### WHAT YOU WILL DO:
Recast the lines below as a numbered list, leaving out any blank lines, but only the part that opens with the line containing "Could you point out the blue carpet" and closes with the line containing "(1012, 1006)", both included.

Extracted data entries:
════════════════════

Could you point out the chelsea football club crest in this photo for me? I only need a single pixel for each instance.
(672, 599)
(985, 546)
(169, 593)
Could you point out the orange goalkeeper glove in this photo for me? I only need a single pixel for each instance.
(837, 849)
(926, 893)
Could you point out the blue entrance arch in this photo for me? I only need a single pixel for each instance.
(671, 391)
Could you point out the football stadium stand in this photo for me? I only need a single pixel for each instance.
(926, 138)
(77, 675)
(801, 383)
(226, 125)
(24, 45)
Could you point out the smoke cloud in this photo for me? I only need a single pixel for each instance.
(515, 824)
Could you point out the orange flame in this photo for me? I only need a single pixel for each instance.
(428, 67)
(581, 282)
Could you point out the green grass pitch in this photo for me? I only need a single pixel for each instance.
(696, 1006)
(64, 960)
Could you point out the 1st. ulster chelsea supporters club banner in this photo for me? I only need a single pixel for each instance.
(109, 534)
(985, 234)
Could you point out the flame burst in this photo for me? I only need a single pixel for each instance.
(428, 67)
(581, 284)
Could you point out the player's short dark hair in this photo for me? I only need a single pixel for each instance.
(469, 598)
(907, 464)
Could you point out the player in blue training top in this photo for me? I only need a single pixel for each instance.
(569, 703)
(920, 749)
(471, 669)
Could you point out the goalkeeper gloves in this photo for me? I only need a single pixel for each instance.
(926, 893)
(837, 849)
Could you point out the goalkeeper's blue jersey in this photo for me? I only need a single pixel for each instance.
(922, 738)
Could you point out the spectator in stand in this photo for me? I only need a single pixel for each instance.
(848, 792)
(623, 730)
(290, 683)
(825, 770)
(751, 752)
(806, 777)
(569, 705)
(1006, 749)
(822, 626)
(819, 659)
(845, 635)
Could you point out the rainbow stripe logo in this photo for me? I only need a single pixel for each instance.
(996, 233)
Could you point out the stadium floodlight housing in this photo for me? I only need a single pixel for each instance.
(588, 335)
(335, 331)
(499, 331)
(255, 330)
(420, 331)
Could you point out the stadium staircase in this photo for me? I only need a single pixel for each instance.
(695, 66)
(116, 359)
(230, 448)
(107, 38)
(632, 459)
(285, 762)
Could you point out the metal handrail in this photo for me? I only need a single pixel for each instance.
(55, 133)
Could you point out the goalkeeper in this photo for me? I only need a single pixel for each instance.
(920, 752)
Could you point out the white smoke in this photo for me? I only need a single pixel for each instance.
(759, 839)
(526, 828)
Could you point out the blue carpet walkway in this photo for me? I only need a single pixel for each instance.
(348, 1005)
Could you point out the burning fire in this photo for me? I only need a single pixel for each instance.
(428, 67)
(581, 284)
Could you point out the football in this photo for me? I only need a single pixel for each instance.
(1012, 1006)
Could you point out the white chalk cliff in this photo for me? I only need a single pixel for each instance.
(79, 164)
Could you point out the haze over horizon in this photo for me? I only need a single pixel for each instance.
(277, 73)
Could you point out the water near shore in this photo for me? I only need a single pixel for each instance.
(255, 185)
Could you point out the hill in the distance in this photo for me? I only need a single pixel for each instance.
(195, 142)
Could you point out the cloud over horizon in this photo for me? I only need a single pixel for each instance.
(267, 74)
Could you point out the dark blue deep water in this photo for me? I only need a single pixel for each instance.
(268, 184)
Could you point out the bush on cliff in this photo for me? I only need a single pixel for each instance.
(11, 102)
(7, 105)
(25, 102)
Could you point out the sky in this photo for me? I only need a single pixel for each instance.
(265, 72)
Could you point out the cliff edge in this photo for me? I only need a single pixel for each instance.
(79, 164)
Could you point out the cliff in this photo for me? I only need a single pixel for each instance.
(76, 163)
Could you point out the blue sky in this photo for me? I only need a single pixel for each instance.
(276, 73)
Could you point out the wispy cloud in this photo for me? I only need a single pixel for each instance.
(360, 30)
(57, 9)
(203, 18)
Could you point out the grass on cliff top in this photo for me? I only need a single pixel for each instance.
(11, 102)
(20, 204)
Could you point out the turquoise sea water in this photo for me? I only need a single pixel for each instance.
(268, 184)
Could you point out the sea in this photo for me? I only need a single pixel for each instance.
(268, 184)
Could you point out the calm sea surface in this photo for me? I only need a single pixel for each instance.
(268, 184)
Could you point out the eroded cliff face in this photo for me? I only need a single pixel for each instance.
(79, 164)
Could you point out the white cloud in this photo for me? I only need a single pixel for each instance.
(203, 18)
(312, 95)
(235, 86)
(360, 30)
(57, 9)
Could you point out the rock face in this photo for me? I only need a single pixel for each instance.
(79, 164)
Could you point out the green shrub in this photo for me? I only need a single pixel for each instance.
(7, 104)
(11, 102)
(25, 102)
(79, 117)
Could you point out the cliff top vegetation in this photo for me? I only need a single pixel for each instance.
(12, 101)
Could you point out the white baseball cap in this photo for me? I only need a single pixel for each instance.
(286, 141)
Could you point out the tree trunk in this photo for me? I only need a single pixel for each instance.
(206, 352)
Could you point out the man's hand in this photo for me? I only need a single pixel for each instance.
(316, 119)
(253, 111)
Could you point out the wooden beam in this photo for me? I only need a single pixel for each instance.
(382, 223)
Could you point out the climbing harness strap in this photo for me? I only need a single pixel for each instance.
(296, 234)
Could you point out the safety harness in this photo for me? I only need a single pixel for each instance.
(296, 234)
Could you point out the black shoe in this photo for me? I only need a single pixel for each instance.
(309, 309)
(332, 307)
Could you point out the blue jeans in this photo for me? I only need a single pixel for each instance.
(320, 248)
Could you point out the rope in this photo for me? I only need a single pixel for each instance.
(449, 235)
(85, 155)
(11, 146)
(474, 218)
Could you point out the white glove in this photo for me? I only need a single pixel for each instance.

════════════════════

### SOLUTION TO THE PROBLEM:
1. Could you point out the blue carpet walkway in this photo for me? I only need a single pixel for each instance.
2. (348, 1005)
3. Could you point out the burning fire in this photo for me? I only need a single pixel for each instance.
4. (428, 67)
5. (581, 284)
6. Could you point out the football in this photo for me? I only need a single pixel for each instance.
7. (1012, 1006)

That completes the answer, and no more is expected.